• _Point localization data_
+---+

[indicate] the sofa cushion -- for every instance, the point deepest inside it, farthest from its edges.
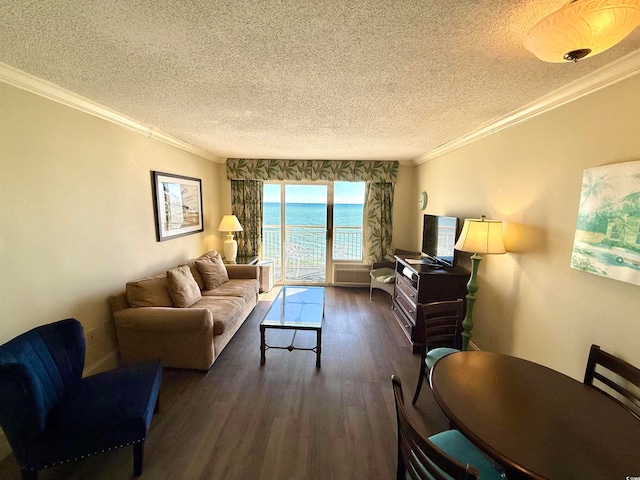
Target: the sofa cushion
(246, 289)
(213, 271)
(225, 310)
(149, 292)
(183, 289)
(196, 274)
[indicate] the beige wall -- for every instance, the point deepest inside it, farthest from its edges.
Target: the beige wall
(530, 302)
(76, 215)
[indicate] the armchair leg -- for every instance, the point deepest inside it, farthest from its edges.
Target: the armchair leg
(420, 380)
(28, 474)
(138, 454)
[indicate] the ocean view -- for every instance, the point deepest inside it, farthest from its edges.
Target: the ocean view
(305, 234)
(345, 215)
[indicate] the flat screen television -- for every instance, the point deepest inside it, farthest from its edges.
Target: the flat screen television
(439, 235)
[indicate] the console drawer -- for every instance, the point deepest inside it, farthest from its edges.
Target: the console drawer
(407, 307)
(406, 290)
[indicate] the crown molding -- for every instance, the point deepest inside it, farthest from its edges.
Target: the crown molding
(19, 79)
(615, 72)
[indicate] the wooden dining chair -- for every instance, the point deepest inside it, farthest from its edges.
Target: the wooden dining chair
(626, 372)
(442, 325)
(443, 456)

+---+

• _WHAT THE TASK REQUIRES_
Print the data above in full and exactly as it appears, skipping the pictures.

• _RESPONSE TO THIS EXERCISE_
[indicate] the sofa cushion -- for every instance, the point deepest inside it, farthest from its edges.
Target: the sofa cushion
(246, 289)
(213, 271)
(225, 310)
(149, 292)
(183, 289)
(196, 274)
[indicate] the beige wall -- for every instance, the point deepest inside it, farthest from its edges.
Target: the beige wall
(530, 302)
(76, 215)
[indicate] the armchair leg -- for every instance, the point deepest inside it, farthest from its edges.
Target: the armchair leg
(420, 380)
(28, 474)
(138, 454)
[indicate] the ocean view -- for every instance, the point deepest inside it, farthest from its edges.
Target: the ocean view
(305, 234)
(345, 215)
[indicate] the flat screen television -- for every instance, the point deepest inside it, farthest from its edges.
Target: the flat screen television
(439, 235)
[indicate] the console drawer -- for every instance, the point deepest inside it, farthest from its edges.
Target: the console drawer
(407, 307)
(406, 290)
[indicate] the crown molding -- for every instance, the point deepest inside it, farthest from its edges.
Target: the crown molding
(19, 79)
(615, 72)
[indicate] the wooden dining chair -- for every instance, the point deepest inside it, farthest from its edges.
Target: the wooden dining chair
(626, 372)
(442, 325)
(443, 456)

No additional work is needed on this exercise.